[Texte à lire]:
- - - - - - -

Hérennius, Origène[2], et Plotin étaient convenus de tenir secrète la doctrine qu’ils avaient reçue d’Ammonius. Plotin observa cette convention. Hérennius fut le premier qui la viola, ce qui fut imité par Origène. Ce dernier se borna à écrire un livre Sur les Démons ; et sous le règne de Gallien, il en fit un autre pour prouver que Le Roi est seul créateur [ou poëte][3].

  1. Ammonius Saccas enseigna avec éclat sous Macrin, Héliogabale et Alexandre Sévère. Voy. M. Vacherot, Histoire critique de l’École d’Alexandrie, t. I, p. 341-354.

- - - - - - -

[Liste des enregistrements]:
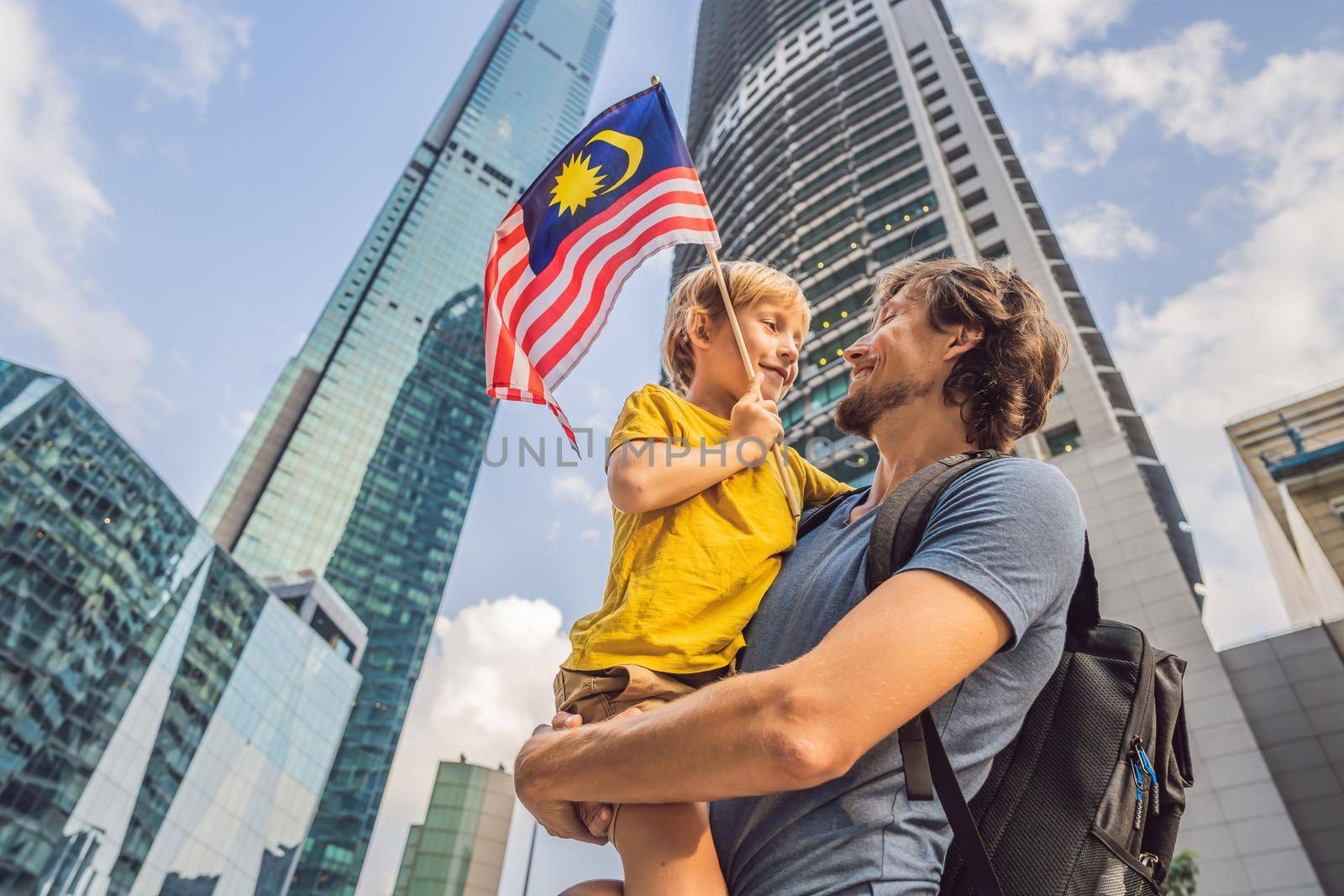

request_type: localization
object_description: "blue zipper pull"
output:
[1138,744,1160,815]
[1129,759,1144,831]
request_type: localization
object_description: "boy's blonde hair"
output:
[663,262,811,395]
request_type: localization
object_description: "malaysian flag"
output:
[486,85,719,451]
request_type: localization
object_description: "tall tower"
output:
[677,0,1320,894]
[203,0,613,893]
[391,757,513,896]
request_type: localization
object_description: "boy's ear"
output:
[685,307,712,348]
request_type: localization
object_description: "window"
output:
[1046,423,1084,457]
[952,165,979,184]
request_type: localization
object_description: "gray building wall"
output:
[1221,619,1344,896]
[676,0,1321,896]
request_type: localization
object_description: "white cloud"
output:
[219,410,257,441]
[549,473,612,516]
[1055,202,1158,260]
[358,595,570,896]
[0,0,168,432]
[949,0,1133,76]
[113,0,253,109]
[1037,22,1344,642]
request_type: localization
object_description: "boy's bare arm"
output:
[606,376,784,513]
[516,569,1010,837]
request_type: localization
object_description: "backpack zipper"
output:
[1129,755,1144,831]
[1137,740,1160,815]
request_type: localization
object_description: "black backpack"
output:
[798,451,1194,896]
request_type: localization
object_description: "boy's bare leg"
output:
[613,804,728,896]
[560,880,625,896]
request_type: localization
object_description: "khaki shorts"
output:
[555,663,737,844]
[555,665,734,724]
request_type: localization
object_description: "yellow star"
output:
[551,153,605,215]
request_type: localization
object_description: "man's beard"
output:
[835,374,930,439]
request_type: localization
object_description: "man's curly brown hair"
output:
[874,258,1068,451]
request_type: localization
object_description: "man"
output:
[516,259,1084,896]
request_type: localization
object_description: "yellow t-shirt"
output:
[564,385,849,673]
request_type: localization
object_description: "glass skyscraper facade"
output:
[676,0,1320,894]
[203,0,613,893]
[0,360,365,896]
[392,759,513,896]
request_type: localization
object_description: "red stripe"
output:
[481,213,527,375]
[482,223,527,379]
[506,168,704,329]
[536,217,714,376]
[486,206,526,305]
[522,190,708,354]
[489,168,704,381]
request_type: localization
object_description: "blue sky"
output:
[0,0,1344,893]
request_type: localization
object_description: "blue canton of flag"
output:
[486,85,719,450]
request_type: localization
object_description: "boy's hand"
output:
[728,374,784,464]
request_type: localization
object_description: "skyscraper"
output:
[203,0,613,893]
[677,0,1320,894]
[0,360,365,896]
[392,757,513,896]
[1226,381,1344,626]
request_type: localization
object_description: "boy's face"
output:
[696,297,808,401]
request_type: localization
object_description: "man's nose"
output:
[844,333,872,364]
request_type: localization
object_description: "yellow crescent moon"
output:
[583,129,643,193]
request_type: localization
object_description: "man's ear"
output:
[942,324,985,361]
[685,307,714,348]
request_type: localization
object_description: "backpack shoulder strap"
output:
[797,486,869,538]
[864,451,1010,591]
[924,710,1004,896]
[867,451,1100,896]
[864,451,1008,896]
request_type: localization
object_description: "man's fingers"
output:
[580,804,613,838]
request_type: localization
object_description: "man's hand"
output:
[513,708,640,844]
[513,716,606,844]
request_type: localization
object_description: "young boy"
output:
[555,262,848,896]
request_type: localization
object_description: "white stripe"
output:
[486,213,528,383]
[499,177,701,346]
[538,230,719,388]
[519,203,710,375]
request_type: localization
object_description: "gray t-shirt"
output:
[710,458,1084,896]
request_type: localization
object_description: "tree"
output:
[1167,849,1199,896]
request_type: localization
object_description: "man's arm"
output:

- - - - - - -

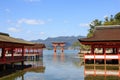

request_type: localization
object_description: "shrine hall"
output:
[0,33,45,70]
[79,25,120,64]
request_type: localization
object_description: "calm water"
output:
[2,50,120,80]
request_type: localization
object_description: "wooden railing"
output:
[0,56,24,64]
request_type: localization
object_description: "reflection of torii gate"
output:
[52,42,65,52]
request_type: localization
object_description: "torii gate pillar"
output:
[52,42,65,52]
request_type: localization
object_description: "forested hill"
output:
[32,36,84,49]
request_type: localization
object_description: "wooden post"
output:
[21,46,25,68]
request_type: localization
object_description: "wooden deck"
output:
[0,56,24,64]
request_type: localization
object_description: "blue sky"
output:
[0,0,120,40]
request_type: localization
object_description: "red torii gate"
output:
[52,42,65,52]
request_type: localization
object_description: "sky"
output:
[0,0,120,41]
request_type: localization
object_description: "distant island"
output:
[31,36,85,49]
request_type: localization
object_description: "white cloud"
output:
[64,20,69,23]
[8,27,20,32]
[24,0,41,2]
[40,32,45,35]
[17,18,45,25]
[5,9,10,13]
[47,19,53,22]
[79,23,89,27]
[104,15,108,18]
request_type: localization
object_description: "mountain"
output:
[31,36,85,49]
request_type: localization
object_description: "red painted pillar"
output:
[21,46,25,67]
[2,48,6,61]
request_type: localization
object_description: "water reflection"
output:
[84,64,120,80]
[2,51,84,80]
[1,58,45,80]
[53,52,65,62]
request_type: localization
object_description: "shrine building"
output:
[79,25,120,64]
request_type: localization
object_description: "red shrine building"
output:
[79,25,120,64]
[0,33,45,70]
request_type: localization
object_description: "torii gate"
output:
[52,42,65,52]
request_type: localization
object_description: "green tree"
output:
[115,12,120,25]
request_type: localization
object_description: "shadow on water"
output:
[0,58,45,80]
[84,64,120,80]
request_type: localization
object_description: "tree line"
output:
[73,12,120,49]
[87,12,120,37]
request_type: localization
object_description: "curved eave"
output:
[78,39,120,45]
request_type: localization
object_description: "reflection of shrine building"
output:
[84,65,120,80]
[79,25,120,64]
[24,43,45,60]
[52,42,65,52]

- - - - - - -

[Travail demandé]:
Recopiez fidèlement le passage du texte sur la doctrine d'Ammonius qui va de « Hérennius, Origène[2], et » jusqu'à « I, p. 341-354. » inclus.

[Bonne réponse]:
Hérennius, Origène[2], et Plotin étaient convenus de tenir secrète la doctrine qu’ils avaient reçue d’Ammonius. Plotin observa cette convention. Hérennius fut le premier qui la viola, ce qui fut imité par Origène. Ce dernier se borna à écrire un livre Sur les Démons ; et sous le règne de Gallien, il en fit un autre pour prouver que Le Roi est seul créateur [ou poëte][3].

  1. Ammonius Saccas enseigna avec éclat sous Macrin, Héliogabale et Alexandre Sévère. Voy. M. Vacherot, Histoire critique de l’École d’Alexandrie, t. I, p. 341-354.